SET PROBLEM –
Please write out the whole blog post on Google Sheets below word for word, with no changes.

READING TEXT –
-------
Showing posts with label spreadsheets. Show all posts
Showing posts with label spreadsheets. Show all posts

Jul 26, 2017

Shortcuts to managing bitext corpora and terminologies in free Google Sheets

When I presented various options for using spreadsheets available in the free Google Office tools suite on one's Google Drive, I was asked if there wasn't a "simpler" way to do all this.

What's simple? The answer to that depends a lot on the individual. Yes, great simplicity is possible with using the application programming interface for parameterized URL searches described in my earlier articles on this topic:
The answer is yes. However, there will be some restrictions to accept regarding your data formats and what you can do with them. If that is acceptable, keep reading and you'll find some useful "cookie cutter" options.
-------
(Contour annotation records)
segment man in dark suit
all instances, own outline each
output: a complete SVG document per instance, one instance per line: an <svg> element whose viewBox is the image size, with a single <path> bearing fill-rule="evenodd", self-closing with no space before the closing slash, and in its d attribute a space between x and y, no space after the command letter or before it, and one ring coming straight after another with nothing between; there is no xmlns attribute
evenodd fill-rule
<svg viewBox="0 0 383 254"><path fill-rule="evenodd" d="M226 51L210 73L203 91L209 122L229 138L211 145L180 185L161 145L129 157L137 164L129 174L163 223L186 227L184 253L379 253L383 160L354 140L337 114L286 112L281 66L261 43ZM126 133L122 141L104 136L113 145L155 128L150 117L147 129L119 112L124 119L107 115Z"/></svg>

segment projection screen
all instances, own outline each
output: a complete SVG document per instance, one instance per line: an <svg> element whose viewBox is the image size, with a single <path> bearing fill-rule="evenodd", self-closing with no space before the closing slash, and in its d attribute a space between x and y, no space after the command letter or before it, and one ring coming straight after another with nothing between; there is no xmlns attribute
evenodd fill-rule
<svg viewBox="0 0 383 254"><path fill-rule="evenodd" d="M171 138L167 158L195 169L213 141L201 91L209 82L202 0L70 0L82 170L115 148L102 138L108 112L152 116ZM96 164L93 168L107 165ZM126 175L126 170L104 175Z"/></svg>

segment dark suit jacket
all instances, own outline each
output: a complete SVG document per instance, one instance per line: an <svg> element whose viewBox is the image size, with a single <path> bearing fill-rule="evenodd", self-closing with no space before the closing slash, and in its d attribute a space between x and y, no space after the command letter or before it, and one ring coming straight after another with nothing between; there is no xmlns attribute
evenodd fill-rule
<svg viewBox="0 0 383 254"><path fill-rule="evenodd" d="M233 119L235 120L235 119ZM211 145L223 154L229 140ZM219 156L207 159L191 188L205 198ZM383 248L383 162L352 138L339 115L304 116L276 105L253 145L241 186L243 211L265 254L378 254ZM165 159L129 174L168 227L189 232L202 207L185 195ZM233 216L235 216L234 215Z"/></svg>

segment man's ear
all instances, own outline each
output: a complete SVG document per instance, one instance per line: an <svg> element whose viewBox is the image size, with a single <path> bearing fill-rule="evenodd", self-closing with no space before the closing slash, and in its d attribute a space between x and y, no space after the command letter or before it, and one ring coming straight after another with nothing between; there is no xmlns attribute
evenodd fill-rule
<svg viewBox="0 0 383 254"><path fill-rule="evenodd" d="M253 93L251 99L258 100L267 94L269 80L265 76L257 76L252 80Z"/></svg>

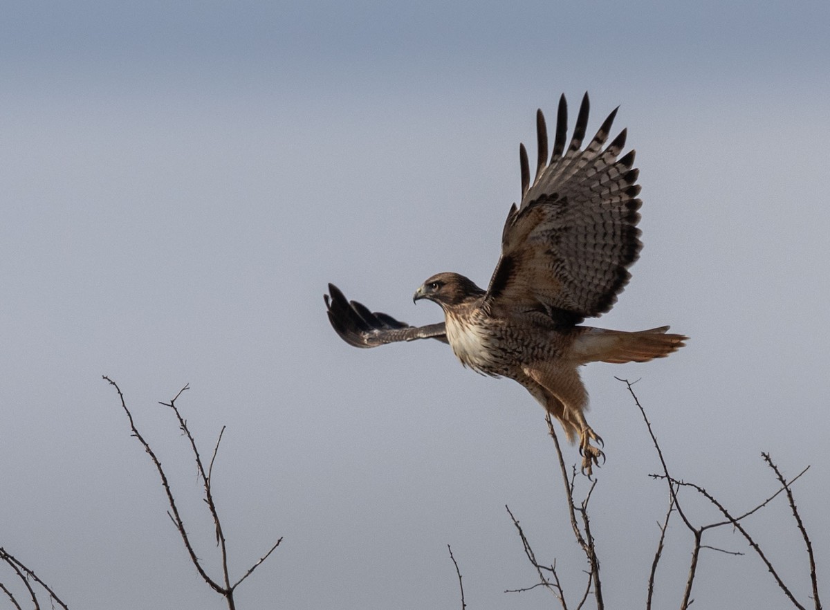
-------
TASK RESPONSE –
Showing posts with label spreadsheets. Show all posts
Showing posts with label spreadsheets. Show all posts

Jul 26, 2017

Shortcuts to managing bitext corpora and terminologies in free Google Sheets

When I presented various options for using spreadsheets available in the free Google Office tools suite on one's Google Drive, I was asked if there wasn't a "simpler" way to do all this.

What's simple? The answer to that depends a lot on the individual. Yes, great simplicity is possible with using the application programming interface for parameterized URL searches described in my earlier articles on this topic:
The answer is yes. However, there will be some restrictions to accept regarding your data formats and what you can do with them. If that is acceptable, keep reading and you'll find some useful "cookie cutter" options.